↓↓↓

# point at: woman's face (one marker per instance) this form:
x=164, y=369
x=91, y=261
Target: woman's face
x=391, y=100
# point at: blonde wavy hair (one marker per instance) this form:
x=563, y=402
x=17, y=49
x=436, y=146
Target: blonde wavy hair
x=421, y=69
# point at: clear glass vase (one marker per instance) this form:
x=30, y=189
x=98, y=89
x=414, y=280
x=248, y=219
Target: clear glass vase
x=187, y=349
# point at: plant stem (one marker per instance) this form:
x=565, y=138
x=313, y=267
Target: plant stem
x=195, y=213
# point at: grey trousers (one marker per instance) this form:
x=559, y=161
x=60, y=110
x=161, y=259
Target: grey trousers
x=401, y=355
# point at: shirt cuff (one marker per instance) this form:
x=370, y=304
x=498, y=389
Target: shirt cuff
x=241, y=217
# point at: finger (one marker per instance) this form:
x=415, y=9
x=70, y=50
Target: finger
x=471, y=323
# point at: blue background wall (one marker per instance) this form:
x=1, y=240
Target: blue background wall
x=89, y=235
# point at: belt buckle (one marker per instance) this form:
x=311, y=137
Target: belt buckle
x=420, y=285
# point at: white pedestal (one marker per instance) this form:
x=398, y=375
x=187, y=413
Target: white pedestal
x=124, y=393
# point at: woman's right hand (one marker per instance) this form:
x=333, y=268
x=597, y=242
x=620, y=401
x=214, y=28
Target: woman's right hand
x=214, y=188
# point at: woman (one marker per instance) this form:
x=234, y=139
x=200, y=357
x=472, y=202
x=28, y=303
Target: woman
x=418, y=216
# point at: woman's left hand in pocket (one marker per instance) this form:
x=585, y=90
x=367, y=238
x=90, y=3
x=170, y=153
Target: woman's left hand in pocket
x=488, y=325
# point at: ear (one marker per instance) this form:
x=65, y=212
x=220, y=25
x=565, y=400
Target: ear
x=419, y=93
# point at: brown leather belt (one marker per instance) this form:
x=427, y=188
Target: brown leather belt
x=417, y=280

↑↑↑

If a line appears above, it belongs in your answer, printed exactly.

# point at: woman's face (one marker per instance) this form:
x=164, y=369
x=91, y=261
Target: woman's face
x=391, y=100
# point at: blonde wavy hair (one marker per instance) this form:
x=563, y=402
x=17, y=49
x=436, y=146
Target: blonde wavy hair
x=421, y=69
# point at: clear glass vase (one marker per instance) this form:
x=30, y=189
x=98, y=89
x=414, y=280
x=248, y=219
Target: clear glass vase
x=187, y=349
# point at: plant stem (one marker per instance) this form:
x=565, y=138
x=313, y=267
Target: plant stem
x=195, y=213
# point at: grey trousers (one marker per instance) this form:
x=559, y=161
x=60, y=110
x=161, y=259
Target: grey trousers
x=401, y=355
# point at: shirt cuff (one marker per instance) this form:
x=370, y=304
x=498, y=389
Target: shirt cuff
x=241, y=217
# point at: finger (one marker per instance) this form:
x=415, y=9
x=70, y=50
Target: finger
x=471, y=323
# point at: blue background wall (one marker per instance) this form:
x=1, y=240
Target: blue background wall
x=89, y=235
# point at: belt buckle (one marker per instance) this form:
x=311, y=137
Target: belt buckle
x=420, y=285
# point at: white pedestal (one marker per instance) this form:
x=398, y=375
x=187, y=413
Target: white pedestal
x=124, y=393
# point at: woman's right hand (one marker per instance) this form:
x=333, y=268
x=597, y=242
x=620, y=401
x=214, y=28
Target: woman's right hand
x=214, y=188
# point at: woman (one marker per instance) this form:
x=234, y=139
x=200, y=357
x=472, y=202
x=28, y=303
Target: woman
x=418, y=216
# point at: woman's left hand in pocket (one marker per instance) this form:
x=585, y=90
x=367, y=238
x=90, y=3
x=170, y=153
Target: woman's left hand in pocket
x=488, y=325
# point at: ear (one marker per instance) this form:
x=65, y=212
x=220, y=25
x=565, y=400
Target: ear
x=419, y=93
# point at: brown leather belt (one marker per instance) this form:
x=427, y=188
Target: brown leather belt
x=417, y=280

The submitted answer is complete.